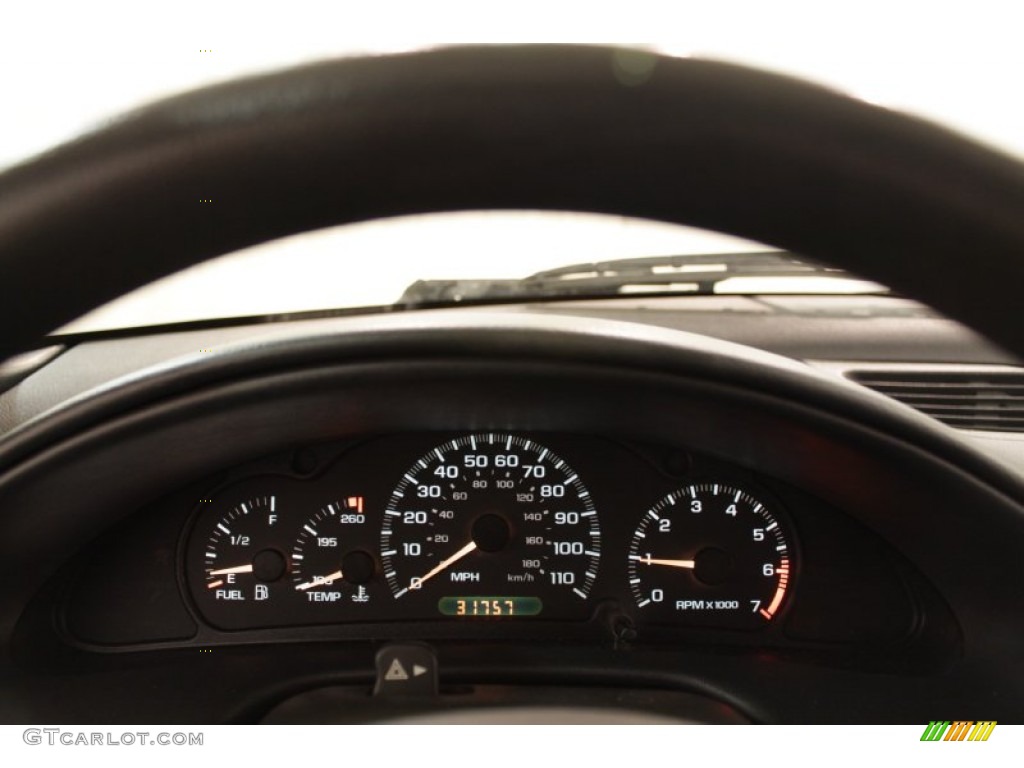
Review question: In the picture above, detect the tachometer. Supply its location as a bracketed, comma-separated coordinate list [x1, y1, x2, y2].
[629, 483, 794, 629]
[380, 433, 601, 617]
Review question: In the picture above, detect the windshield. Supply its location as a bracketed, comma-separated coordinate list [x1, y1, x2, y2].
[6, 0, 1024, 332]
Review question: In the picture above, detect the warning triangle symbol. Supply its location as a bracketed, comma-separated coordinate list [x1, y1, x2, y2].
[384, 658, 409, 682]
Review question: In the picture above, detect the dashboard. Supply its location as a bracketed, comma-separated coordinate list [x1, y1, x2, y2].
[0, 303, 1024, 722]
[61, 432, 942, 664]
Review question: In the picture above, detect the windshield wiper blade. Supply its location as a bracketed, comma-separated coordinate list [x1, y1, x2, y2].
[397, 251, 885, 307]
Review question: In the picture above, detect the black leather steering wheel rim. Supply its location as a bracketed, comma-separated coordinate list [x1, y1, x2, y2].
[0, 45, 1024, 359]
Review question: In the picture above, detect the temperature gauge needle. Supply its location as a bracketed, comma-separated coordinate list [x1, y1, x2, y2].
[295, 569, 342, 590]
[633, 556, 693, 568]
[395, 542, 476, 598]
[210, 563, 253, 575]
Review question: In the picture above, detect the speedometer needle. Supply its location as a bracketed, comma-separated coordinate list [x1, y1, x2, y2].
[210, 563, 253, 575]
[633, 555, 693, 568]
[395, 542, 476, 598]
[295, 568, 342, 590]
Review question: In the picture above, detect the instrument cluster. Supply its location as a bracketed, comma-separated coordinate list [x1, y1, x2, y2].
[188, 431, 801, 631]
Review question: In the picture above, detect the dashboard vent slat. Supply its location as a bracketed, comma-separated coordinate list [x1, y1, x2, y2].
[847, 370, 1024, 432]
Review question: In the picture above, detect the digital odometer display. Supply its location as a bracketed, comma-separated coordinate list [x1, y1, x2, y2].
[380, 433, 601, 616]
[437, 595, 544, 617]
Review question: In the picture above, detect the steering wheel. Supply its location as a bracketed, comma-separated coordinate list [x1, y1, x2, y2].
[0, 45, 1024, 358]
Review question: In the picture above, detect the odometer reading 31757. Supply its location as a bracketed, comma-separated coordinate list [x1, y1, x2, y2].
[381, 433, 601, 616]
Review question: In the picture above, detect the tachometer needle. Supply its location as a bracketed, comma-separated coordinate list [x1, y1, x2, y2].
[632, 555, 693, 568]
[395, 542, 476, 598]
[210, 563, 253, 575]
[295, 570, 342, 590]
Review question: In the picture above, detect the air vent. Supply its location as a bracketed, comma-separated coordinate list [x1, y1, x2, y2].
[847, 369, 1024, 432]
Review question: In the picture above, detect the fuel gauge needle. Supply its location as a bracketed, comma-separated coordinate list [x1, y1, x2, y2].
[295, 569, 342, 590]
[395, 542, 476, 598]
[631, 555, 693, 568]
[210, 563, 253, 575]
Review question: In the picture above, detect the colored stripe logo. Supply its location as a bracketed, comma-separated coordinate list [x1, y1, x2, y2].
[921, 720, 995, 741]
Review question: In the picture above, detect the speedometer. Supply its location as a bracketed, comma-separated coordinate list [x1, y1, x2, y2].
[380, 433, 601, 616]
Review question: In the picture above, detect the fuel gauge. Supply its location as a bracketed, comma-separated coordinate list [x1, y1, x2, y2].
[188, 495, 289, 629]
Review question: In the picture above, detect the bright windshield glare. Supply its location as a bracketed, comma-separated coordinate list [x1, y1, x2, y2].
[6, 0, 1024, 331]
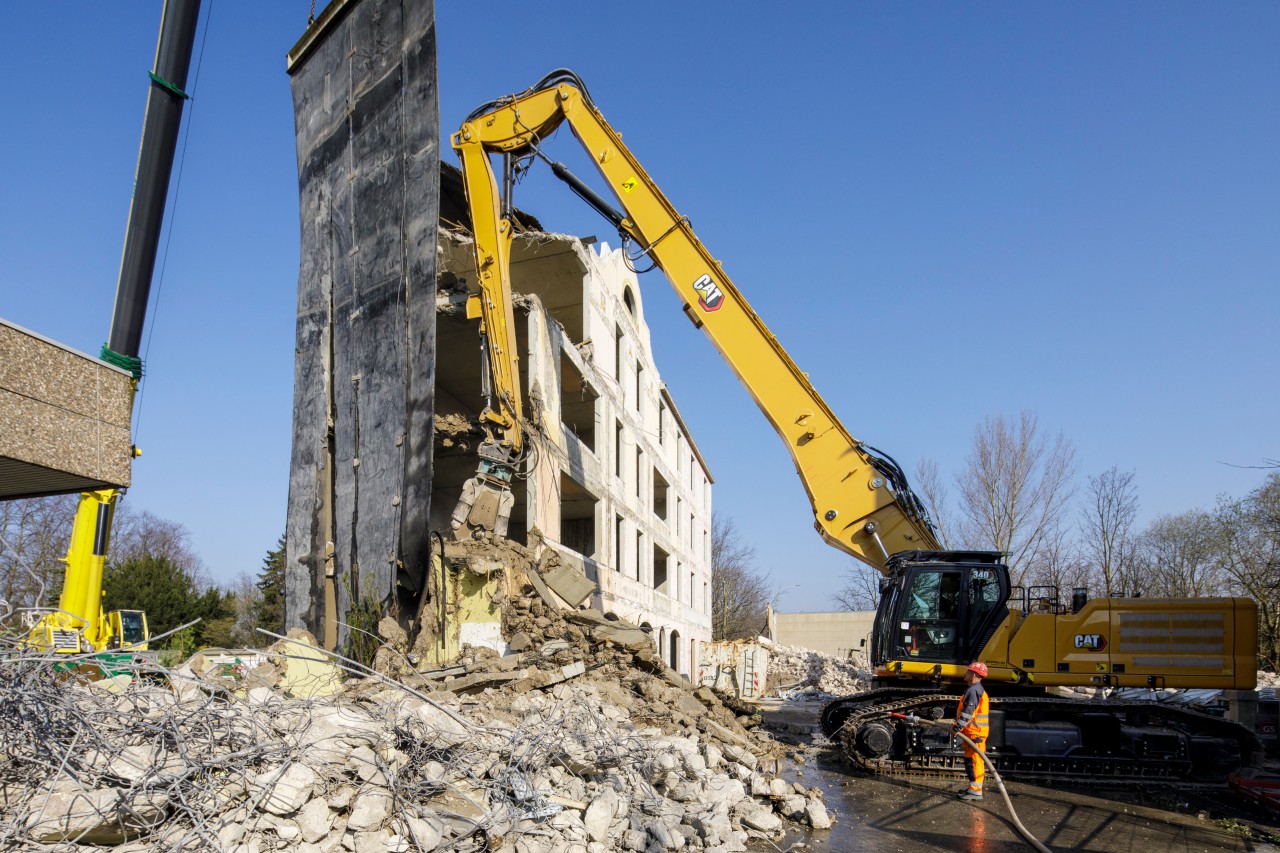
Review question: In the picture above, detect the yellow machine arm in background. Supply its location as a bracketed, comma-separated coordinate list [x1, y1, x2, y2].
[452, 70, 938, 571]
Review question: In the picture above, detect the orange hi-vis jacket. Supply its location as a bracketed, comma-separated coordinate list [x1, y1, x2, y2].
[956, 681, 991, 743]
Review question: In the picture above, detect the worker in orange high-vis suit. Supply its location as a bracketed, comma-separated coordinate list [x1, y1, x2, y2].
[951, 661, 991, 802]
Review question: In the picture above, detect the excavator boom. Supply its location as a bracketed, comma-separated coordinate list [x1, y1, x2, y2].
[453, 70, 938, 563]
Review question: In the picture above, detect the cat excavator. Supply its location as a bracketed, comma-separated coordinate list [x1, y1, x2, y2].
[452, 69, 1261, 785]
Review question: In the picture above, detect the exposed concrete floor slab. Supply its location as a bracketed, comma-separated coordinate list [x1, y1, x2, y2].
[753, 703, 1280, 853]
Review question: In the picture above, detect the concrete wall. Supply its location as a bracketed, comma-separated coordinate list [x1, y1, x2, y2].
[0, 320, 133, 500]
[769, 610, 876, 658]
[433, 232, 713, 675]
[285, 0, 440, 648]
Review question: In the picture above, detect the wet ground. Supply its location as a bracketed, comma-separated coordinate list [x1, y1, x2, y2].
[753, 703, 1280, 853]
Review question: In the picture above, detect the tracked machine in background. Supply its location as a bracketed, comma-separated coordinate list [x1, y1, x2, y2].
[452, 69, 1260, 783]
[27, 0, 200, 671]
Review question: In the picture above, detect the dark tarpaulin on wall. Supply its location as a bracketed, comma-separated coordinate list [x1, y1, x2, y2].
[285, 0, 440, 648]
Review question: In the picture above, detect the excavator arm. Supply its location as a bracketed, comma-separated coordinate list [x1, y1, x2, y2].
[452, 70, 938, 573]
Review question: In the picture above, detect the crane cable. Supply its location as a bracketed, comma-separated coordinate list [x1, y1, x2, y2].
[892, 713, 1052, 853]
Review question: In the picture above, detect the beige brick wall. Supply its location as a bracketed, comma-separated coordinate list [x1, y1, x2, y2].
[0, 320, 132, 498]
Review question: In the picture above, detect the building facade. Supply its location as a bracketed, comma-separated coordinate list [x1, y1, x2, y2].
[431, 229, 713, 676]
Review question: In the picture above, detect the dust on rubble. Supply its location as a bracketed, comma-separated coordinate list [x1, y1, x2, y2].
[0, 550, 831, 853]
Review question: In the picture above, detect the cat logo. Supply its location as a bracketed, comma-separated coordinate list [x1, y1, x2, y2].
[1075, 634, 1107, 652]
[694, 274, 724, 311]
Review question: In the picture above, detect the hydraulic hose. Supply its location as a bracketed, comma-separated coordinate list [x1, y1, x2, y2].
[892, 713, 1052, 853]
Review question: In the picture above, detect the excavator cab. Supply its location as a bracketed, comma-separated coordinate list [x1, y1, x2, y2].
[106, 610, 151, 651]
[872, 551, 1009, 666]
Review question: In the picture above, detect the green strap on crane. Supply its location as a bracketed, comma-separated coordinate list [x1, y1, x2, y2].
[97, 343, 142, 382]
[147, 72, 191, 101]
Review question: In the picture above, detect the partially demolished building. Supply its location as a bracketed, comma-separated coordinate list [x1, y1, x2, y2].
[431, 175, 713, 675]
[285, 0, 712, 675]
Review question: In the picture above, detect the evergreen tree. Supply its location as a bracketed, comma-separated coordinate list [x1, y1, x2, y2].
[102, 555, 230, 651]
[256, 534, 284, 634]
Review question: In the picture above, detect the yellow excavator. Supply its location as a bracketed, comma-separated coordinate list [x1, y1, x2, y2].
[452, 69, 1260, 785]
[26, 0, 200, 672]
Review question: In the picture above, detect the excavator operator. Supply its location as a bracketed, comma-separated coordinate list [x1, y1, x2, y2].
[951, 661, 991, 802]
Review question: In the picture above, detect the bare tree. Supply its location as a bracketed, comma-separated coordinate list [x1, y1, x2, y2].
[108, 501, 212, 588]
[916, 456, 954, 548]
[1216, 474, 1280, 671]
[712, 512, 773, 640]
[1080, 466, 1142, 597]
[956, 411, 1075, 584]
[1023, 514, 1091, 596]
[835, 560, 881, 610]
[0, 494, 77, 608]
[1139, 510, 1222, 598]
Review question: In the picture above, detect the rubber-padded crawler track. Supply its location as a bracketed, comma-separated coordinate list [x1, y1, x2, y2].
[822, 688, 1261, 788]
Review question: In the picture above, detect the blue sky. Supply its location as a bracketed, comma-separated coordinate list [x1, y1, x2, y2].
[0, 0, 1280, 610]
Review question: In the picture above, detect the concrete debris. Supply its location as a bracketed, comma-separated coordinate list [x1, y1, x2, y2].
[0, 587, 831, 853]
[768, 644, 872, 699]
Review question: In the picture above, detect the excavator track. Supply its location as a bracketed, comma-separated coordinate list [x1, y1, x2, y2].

══════════════════════════════

* [Aim of the exercise]
Find each line of the records that contains the word "building", matching case exactly, and copy those lines out in full.

* [Solved exercise]
Review question: In the picture above, detect the building facade. Supply its location as a bracketed, comma-separated coordinate list [x1, y1, x2, y2].
Review question: In the picture above, detect the partially demolished building. Supply its location as a bracketed, comma-separated coordinate list [x1, y1, x2, y2].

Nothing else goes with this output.